> [TO DO]: List everything in the records from the line containing "Expected: one dot placed on each instance of the boulder, the" down to the line containing "point(104, 196)" as a numbered list, leaving out blank lines. Omit the pictures.
☆ ☆ ☆
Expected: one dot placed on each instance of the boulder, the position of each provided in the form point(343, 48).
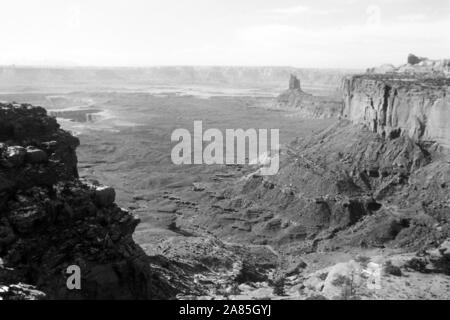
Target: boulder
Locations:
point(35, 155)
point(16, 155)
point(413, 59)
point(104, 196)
☆ ☆ ☆
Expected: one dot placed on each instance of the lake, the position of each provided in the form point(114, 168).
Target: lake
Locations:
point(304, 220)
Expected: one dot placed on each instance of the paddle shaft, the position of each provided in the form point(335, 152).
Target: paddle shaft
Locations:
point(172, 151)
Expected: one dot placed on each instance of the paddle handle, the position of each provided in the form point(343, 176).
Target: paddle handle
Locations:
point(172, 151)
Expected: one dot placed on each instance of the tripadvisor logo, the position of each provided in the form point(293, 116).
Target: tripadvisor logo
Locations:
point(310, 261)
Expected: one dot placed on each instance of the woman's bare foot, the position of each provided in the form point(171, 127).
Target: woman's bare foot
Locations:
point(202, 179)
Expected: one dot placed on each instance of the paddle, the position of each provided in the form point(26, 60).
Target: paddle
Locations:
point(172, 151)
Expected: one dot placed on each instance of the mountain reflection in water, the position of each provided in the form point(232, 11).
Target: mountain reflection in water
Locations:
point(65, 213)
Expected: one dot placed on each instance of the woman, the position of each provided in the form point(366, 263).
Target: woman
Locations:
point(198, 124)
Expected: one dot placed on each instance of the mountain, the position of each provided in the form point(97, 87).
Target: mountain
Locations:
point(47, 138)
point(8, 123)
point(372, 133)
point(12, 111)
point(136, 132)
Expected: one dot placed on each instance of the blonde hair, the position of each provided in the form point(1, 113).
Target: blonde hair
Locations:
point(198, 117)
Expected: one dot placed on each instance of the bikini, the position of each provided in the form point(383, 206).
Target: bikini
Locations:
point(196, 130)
☆ ☆ ☆
> [EXPECTED ANSWER]:
1. Expected: one dot placed on each instance of the boulder, the position of each provided in the form point(343, 48).
2. Target: boulder
3. Locations:
4. point(35, 155)
5. point(16, 155)
6. point(413, 59)
7. point(104, 196)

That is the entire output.